DIRECTIONS FOR THIS TASK - Return every line below in which "truck" appears.

*** MATERIAL PROVIDED

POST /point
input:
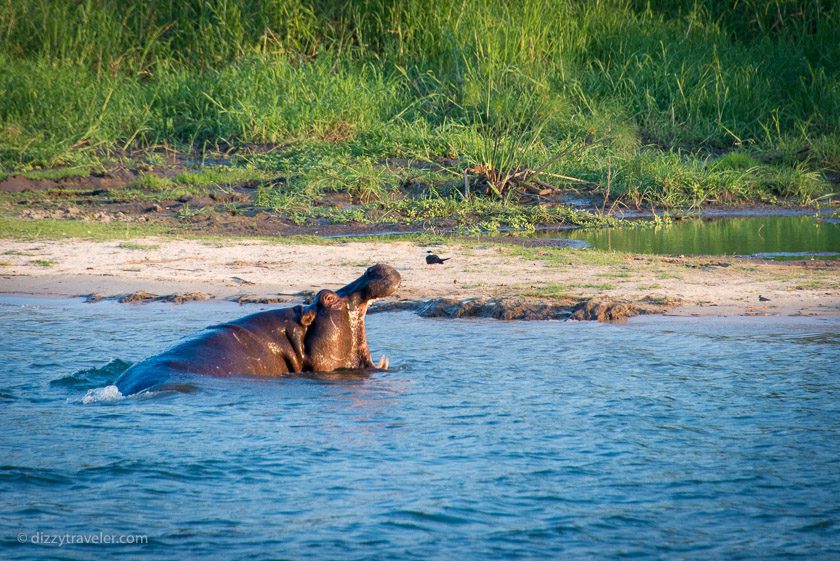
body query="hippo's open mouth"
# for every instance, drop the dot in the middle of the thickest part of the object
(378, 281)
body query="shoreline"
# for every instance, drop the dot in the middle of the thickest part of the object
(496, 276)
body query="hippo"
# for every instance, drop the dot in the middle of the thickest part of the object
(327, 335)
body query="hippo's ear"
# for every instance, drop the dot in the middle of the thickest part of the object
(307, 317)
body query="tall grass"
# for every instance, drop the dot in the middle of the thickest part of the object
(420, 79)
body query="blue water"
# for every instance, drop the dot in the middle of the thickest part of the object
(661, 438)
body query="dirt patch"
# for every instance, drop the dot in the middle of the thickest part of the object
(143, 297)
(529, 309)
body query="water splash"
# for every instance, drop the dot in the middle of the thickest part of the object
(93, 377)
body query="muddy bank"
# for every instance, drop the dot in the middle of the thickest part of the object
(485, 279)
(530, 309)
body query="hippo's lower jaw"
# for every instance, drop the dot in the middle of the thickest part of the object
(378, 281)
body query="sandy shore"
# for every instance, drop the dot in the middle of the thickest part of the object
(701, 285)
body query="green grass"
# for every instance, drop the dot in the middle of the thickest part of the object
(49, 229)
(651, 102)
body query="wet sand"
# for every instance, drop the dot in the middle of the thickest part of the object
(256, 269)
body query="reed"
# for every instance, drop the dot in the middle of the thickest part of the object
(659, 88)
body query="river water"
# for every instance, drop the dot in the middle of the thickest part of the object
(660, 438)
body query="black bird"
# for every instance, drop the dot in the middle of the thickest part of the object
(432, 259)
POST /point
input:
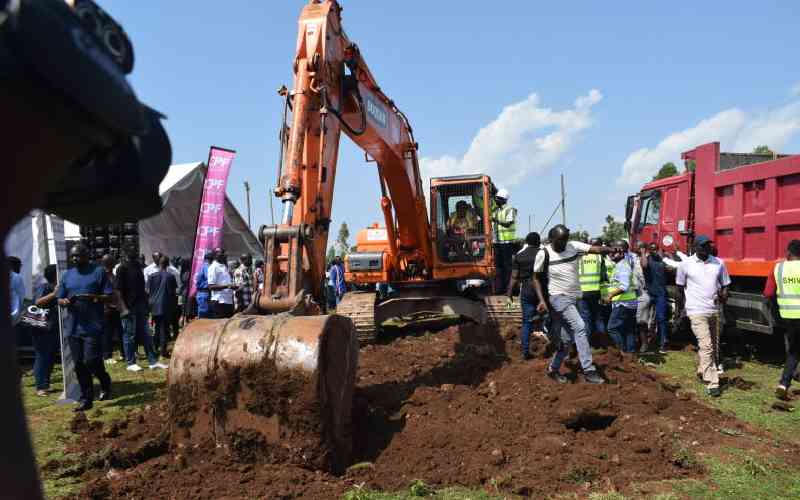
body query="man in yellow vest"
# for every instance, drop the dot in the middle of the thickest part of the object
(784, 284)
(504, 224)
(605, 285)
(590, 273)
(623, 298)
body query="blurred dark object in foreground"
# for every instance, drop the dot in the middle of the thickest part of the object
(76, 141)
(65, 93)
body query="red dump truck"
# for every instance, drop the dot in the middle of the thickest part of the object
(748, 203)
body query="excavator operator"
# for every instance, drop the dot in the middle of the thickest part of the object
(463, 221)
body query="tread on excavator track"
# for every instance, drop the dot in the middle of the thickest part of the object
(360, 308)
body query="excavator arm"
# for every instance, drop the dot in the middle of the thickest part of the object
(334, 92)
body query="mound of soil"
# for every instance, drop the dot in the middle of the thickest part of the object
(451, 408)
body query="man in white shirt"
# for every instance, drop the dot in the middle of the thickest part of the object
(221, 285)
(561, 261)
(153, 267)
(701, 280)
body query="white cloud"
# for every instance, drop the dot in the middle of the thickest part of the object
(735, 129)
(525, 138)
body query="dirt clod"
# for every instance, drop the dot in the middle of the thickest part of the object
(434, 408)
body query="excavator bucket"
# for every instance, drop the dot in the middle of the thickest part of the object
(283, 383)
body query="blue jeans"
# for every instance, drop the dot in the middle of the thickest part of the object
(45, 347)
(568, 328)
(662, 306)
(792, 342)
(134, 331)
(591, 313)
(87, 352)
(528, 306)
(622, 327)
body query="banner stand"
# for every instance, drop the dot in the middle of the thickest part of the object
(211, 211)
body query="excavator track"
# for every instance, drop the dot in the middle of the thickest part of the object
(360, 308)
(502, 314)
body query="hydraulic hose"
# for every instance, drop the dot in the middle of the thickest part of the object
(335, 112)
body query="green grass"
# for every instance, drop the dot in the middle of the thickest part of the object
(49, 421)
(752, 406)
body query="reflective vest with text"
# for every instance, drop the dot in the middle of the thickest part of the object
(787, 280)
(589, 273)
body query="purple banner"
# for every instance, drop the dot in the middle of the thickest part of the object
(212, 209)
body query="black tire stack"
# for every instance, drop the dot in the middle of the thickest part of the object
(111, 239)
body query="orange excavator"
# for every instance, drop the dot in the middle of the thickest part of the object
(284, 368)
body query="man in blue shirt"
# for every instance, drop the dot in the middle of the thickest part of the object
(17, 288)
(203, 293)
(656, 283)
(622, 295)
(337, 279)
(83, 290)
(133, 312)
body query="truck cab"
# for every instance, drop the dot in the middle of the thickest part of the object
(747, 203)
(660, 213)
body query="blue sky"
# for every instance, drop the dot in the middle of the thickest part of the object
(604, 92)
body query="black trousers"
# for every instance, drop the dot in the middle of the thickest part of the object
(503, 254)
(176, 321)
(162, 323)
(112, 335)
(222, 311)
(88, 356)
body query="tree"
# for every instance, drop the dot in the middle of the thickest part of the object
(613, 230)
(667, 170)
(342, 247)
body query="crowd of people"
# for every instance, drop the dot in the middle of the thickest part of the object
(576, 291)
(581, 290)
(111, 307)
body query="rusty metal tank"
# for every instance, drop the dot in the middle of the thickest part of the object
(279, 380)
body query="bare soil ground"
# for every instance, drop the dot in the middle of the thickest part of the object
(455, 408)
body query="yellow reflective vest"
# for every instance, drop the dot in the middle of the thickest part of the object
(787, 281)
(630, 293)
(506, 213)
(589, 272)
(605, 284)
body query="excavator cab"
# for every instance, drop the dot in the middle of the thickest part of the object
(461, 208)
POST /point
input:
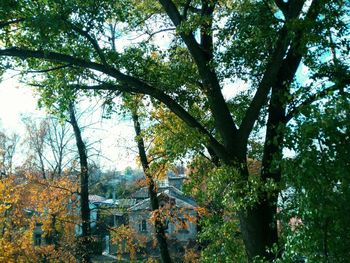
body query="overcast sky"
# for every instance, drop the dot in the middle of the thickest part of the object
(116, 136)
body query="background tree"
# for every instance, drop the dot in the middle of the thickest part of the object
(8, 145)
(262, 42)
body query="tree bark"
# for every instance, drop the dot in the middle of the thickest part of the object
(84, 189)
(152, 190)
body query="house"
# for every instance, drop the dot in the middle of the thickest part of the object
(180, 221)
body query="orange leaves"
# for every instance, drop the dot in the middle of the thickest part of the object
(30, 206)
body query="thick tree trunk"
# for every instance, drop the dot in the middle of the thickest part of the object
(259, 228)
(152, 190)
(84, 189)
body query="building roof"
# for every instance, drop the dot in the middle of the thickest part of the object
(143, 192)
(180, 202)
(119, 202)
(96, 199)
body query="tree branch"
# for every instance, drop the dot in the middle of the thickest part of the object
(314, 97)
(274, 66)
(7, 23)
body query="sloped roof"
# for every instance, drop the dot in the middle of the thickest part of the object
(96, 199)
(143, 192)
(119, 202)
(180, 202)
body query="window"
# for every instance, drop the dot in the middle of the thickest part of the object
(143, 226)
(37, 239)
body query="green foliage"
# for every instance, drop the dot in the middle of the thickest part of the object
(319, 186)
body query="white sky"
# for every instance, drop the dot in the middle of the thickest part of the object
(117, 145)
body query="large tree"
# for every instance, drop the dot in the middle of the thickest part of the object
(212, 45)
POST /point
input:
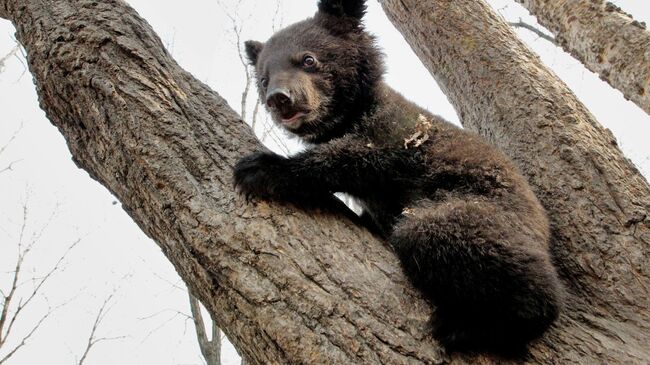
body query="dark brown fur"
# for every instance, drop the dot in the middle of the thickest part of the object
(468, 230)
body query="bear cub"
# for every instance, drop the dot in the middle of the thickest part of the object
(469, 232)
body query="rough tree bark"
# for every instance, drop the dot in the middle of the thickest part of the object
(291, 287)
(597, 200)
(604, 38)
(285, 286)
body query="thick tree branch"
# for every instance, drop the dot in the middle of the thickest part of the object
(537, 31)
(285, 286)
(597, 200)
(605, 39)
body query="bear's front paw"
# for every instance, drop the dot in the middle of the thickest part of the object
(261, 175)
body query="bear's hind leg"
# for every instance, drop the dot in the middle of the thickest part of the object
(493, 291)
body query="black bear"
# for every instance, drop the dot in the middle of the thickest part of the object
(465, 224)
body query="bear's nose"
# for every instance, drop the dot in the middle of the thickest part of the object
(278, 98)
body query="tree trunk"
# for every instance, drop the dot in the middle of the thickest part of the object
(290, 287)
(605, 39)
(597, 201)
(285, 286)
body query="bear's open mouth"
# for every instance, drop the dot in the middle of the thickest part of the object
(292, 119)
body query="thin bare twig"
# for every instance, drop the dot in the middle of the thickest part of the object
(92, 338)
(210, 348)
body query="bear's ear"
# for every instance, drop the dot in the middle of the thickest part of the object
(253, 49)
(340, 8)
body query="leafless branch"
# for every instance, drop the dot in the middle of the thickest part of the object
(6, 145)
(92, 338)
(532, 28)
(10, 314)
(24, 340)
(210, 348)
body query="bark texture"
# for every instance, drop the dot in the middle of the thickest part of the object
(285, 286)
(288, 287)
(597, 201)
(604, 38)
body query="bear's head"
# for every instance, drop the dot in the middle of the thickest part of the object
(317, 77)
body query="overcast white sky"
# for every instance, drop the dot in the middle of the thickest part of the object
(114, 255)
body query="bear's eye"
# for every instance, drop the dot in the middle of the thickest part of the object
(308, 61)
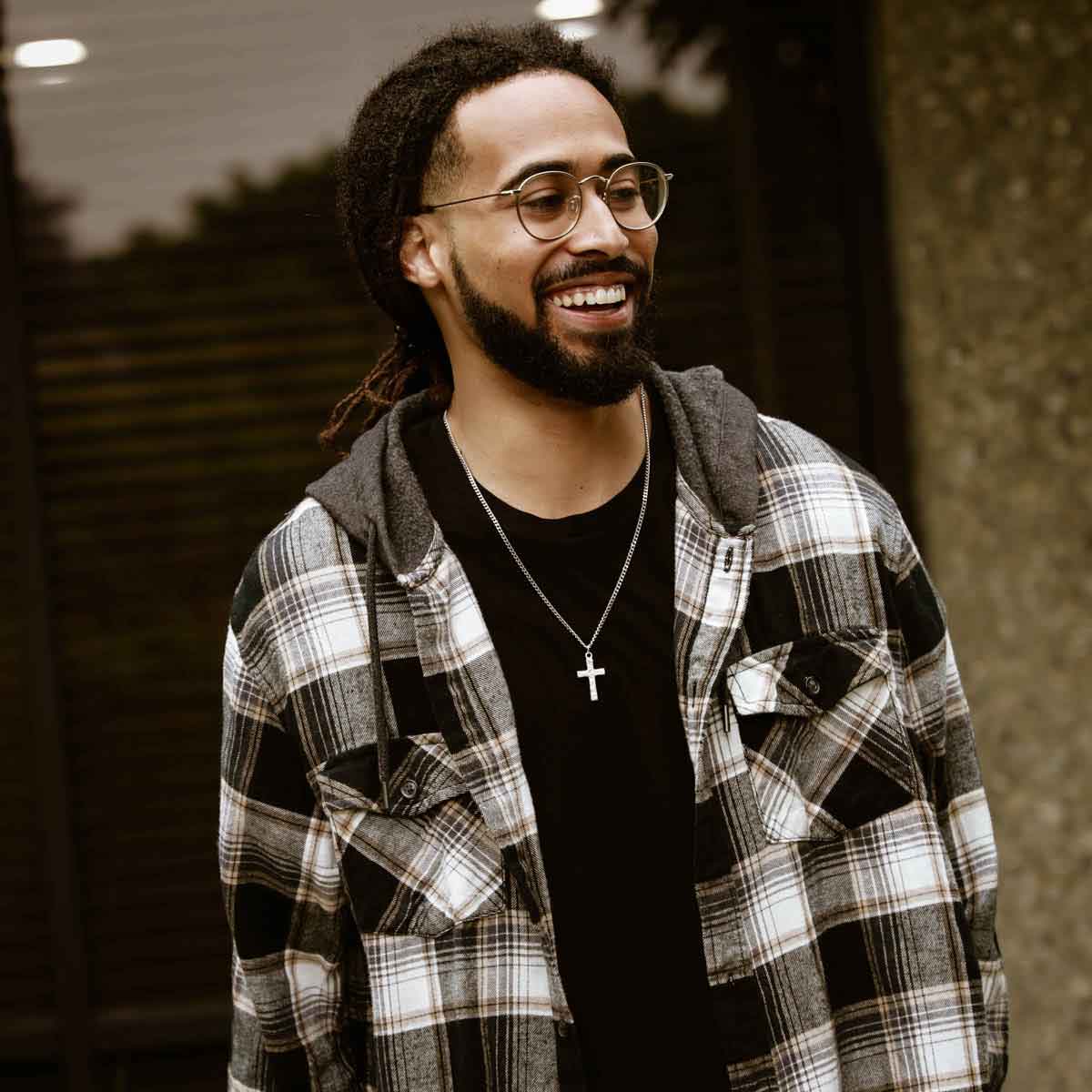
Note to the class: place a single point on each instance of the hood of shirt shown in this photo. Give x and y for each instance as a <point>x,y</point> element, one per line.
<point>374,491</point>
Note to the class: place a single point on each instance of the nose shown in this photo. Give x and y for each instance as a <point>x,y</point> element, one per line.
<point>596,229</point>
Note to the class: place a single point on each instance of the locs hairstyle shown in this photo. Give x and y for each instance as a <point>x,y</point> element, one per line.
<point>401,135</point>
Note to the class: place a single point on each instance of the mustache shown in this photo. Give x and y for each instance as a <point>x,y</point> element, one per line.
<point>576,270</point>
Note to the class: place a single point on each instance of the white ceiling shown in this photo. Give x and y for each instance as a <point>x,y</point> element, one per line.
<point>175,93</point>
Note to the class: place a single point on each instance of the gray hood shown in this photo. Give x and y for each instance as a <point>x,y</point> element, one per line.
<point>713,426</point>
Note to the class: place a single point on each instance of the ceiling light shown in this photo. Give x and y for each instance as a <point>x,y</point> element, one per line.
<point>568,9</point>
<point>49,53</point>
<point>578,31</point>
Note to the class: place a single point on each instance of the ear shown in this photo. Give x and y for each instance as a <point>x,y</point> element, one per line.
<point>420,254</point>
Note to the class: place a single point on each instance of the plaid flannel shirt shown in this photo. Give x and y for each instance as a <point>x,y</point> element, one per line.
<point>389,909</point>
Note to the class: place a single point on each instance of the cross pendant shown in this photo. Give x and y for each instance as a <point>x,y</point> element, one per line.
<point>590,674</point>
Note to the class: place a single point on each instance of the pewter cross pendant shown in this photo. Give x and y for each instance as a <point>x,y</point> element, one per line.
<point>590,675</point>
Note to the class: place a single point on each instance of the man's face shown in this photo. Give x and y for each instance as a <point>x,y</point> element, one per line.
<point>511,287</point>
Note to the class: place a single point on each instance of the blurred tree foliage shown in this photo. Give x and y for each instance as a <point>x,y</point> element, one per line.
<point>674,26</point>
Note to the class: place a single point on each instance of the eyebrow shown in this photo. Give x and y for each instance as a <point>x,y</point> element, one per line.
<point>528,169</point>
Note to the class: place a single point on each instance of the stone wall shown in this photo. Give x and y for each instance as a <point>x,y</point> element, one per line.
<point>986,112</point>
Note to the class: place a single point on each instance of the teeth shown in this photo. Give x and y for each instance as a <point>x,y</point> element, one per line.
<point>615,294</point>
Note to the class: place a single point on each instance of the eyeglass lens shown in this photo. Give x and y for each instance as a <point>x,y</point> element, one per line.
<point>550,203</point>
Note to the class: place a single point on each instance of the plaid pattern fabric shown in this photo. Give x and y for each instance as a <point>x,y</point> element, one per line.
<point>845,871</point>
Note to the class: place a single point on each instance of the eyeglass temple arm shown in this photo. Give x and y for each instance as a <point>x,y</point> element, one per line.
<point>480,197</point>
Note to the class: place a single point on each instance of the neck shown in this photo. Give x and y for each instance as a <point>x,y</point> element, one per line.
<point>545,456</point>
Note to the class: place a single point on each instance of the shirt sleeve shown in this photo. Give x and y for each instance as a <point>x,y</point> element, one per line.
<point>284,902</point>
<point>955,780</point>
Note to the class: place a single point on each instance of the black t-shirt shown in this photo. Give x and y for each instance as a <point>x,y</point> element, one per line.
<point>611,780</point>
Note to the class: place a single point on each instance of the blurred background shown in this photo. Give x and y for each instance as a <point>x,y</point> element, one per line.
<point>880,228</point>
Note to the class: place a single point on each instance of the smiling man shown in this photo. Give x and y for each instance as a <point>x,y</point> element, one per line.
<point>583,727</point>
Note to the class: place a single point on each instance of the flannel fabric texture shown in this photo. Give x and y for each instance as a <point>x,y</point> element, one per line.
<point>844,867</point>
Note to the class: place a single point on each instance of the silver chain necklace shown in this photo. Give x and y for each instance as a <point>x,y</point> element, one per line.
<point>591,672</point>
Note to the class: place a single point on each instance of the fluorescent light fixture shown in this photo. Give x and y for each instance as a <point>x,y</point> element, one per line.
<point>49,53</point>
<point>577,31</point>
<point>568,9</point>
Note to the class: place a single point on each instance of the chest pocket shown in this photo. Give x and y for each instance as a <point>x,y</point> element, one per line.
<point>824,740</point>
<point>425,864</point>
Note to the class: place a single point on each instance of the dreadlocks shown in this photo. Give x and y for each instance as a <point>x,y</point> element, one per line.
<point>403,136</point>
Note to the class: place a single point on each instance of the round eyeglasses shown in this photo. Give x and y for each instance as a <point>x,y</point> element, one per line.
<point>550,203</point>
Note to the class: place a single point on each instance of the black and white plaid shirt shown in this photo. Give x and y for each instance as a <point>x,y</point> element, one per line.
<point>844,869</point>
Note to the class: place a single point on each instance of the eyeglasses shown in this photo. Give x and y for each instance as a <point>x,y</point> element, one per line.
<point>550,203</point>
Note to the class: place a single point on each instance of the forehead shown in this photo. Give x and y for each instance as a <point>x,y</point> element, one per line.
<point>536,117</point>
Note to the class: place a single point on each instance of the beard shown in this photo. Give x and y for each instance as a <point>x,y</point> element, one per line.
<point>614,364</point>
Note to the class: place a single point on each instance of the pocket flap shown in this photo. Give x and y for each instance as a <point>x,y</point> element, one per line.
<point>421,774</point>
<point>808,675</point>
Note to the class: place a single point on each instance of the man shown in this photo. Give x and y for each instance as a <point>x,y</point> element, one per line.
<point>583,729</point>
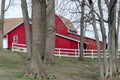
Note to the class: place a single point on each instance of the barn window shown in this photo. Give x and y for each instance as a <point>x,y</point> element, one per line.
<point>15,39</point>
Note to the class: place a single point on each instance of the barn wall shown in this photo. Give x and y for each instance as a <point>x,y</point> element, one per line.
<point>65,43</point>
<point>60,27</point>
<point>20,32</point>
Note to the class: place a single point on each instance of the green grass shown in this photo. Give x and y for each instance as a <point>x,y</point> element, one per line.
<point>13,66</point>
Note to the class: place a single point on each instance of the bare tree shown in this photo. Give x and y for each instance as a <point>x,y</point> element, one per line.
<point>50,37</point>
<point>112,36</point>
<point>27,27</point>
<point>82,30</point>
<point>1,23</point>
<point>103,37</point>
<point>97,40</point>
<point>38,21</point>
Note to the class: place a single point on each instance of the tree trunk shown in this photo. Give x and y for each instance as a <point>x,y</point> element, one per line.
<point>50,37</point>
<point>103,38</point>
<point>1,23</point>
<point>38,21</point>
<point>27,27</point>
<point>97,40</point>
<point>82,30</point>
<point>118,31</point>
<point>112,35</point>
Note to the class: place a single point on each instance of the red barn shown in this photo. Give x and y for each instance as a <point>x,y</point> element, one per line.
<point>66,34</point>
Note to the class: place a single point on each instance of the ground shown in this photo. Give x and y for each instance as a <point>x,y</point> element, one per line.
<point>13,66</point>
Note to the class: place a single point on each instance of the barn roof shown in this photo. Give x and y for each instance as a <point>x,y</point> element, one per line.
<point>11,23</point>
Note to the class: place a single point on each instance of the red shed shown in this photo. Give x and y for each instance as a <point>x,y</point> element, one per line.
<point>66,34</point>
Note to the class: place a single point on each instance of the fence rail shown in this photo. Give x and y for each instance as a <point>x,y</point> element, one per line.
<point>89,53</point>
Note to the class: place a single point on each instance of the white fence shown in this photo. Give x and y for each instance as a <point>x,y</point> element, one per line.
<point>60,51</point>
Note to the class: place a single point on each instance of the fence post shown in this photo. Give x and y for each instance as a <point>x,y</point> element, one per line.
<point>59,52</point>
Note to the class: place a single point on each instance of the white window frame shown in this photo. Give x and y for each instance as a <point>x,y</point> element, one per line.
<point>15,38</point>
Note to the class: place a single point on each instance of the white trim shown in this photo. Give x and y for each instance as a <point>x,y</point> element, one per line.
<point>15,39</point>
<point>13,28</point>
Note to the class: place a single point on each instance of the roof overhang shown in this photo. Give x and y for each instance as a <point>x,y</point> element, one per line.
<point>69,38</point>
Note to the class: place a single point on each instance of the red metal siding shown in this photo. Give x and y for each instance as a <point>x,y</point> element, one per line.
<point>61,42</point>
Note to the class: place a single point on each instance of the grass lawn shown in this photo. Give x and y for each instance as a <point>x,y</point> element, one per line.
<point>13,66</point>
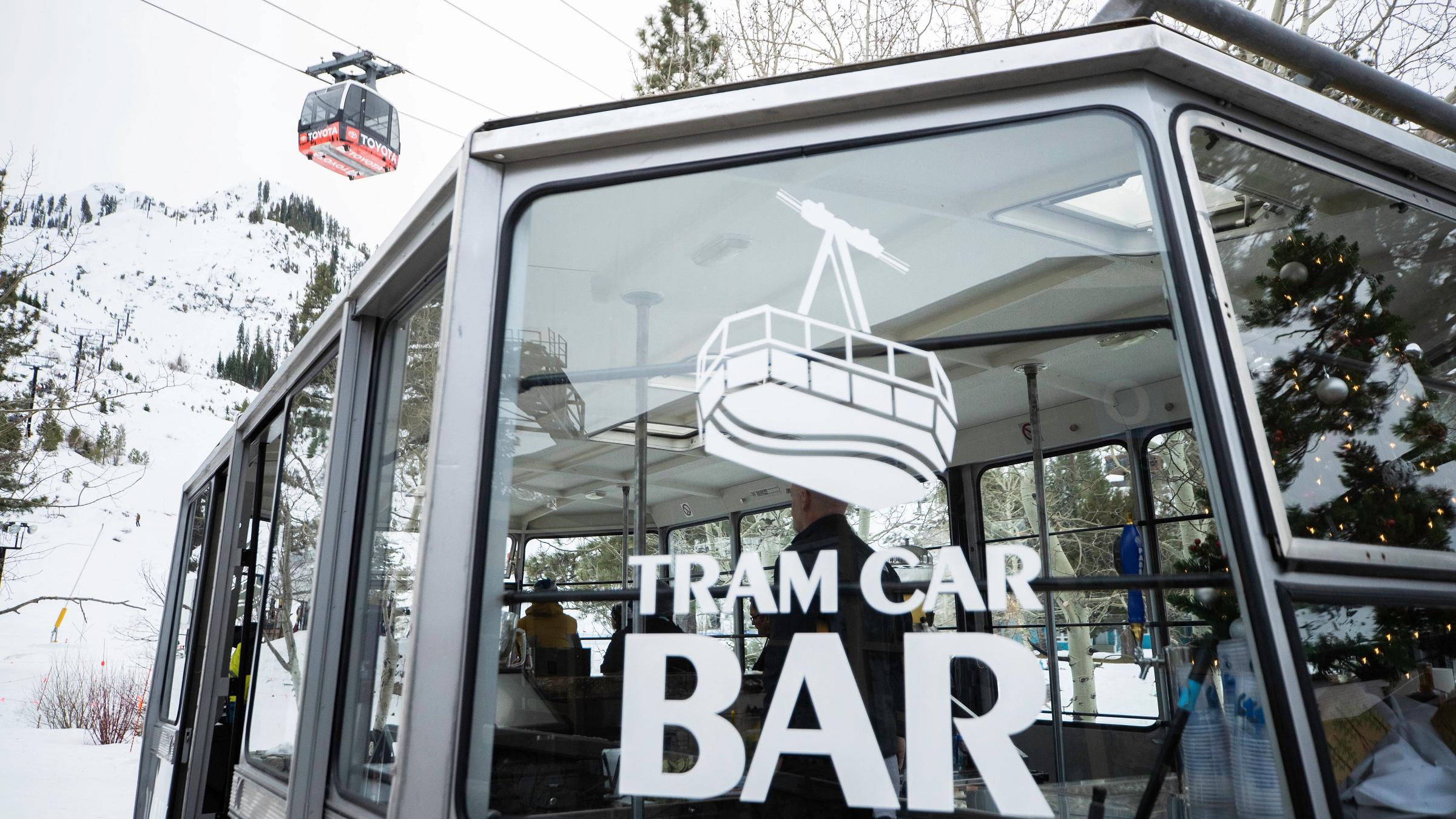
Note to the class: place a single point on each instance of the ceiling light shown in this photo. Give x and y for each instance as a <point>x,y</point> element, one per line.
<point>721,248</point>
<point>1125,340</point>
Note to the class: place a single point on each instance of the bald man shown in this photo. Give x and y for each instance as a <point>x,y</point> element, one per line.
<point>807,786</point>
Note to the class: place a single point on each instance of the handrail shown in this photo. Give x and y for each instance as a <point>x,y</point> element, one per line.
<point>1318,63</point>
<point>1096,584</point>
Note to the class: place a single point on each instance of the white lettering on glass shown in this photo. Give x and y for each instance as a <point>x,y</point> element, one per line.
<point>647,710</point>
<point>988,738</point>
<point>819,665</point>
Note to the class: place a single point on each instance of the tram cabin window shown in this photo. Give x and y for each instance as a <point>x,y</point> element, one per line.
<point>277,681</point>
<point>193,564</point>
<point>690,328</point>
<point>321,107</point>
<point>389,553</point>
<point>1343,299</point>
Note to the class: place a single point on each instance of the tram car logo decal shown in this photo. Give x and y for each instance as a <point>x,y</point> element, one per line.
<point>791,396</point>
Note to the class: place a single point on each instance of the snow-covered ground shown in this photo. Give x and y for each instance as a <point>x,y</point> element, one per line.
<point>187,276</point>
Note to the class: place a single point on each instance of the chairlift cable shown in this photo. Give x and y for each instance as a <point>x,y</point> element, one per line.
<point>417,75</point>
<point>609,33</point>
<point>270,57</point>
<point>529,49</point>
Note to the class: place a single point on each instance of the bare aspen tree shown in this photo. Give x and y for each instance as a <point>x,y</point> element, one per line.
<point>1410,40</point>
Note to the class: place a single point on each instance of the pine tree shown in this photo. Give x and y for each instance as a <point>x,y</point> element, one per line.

******

TASK ANSWER -
body query="red dump truck"
body query="truck cab"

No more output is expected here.